Required task
Extract every line from the data below that contains the word "right".
*** Extracted records ***
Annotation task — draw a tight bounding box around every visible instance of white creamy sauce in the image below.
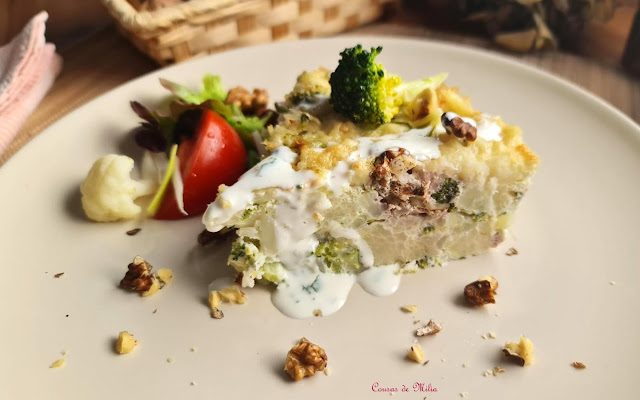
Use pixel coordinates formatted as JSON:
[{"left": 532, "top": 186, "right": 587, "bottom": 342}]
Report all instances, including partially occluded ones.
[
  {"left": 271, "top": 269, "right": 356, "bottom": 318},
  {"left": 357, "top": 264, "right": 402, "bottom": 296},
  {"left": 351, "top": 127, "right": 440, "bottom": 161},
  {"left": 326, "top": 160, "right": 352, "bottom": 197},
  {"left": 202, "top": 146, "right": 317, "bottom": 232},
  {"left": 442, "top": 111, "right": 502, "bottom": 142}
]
***
*** Extracted records ***
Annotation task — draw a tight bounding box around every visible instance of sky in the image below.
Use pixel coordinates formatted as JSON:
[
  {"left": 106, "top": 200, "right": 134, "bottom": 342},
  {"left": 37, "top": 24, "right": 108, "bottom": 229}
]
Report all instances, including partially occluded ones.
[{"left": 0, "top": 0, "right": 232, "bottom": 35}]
***
The response
[{"left": 532, "top": 186, "right": 587, "bottom": 342}]
  {"left": 271, "top": 269, "right": 356, "bottom": 318},
  {"left": 357, "top": 264, "right": 402, "bottom": 296},
  {"left": 351, "top": 127, "right": 440, "bottom": 161},
  {"left": 326, "top": 160, "right": 352, "bottom": 197},
  {"left": 202, "top": 146, "right": 317, "bottom": 232},
  {"left": 442, "top": 111, "right": 502, "bottom": 142}
  {"left": 106, "top": 200, "right": 134, "bottom": 342},
  {"left": 37, "top": 24, "right": 108, "bottom": 229}
[{"left": 0, "top": 0, "right": 232, "bottom": 35}]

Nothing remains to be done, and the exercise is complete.